■ Activity ■
Please work out how many lines in the records below include the word "tight", and reply with that number only.

Collected data
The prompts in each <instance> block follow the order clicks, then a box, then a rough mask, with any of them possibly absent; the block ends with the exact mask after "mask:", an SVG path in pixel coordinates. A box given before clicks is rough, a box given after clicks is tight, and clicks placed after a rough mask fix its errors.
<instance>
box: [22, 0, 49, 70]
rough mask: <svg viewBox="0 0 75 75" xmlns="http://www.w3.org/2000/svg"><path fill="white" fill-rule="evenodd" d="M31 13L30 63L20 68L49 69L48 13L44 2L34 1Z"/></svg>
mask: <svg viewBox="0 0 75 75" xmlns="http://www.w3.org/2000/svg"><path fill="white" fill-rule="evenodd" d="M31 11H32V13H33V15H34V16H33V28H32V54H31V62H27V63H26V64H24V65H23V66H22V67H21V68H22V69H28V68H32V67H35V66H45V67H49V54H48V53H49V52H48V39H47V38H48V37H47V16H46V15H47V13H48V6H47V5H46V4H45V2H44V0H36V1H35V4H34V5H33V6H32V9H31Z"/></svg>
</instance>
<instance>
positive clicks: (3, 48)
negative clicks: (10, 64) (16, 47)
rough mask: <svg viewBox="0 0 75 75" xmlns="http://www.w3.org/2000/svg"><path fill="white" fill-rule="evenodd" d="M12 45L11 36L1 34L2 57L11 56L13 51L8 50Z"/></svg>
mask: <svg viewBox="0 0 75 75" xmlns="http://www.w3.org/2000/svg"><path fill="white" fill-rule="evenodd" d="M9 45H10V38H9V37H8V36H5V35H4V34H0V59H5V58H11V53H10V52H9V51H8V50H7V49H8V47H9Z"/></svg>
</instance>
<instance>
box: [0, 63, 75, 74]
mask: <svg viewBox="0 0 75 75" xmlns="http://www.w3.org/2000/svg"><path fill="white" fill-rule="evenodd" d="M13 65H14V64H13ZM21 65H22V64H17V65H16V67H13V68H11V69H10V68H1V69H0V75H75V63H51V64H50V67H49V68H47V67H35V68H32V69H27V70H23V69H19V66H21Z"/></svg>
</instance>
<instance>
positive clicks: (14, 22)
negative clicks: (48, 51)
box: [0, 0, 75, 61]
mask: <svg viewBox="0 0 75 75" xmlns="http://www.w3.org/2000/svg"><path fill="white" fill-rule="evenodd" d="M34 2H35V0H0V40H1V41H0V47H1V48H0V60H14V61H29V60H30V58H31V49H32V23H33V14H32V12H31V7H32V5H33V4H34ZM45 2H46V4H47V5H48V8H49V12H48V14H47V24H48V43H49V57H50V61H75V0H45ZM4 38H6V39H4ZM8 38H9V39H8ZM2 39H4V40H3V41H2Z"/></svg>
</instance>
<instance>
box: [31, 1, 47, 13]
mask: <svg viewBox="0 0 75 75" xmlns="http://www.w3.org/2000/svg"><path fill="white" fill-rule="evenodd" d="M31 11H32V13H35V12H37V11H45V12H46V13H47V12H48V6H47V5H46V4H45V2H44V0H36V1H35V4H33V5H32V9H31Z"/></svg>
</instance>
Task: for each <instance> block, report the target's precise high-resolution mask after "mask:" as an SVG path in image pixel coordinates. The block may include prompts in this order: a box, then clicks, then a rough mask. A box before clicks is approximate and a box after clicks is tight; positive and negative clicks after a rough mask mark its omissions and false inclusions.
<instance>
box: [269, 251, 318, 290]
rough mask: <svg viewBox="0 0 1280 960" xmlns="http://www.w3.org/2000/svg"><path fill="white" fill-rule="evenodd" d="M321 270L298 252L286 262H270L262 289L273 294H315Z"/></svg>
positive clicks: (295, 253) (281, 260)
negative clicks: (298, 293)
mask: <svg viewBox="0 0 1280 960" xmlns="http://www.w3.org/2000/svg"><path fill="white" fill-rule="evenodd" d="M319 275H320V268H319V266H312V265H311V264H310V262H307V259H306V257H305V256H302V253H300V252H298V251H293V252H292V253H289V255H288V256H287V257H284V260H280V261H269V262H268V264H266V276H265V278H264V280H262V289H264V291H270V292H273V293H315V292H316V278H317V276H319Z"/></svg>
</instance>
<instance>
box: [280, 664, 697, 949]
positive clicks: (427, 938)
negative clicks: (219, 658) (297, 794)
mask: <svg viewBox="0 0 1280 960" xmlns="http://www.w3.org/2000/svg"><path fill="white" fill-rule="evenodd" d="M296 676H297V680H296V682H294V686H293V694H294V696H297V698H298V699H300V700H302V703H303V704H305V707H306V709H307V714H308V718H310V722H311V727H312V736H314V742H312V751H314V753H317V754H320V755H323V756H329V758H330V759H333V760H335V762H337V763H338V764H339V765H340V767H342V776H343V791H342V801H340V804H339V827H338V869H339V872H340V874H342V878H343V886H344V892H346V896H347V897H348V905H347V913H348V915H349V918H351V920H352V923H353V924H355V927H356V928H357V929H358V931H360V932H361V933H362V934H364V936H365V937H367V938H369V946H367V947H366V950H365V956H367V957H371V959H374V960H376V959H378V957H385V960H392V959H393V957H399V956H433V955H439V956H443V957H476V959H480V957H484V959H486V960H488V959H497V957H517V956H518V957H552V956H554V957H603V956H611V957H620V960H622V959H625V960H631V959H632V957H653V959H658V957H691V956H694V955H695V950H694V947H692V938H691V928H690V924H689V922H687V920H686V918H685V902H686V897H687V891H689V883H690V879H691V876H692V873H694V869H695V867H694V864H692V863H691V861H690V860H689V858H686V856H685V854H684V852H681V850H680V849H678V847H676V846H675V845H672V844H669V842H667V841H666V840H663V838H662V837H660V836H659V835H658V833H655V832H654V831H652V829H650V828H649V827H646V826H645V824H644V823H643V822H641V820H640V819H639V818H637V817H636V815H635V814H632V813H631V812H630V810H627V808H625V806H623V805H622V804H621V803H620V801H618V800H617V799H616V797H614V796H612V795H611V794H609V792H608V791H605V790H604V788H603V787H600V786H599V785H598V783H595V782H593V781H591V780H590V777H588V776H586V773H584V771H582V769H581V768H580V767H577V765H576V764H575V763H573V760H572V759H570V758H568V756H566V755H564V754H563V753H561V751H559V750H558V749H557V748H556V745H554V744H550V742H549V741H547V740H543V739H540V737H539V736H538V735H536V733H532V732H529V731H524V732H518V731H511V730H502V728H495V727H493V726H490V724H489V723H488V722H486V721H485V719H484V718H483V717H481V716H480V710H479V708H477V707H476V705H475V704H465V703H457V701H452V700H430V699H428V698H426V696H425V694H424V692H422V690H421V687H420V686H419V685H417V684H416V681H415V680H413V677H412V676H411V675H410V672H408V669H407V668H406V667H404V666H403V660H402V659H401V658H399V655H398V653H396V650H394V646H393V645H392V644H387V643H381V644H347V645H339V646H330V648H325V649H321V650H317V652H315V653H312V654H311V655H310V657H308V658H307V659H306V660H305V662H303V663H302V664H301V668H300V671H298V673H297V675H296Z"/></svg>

■ Exercise response ■
2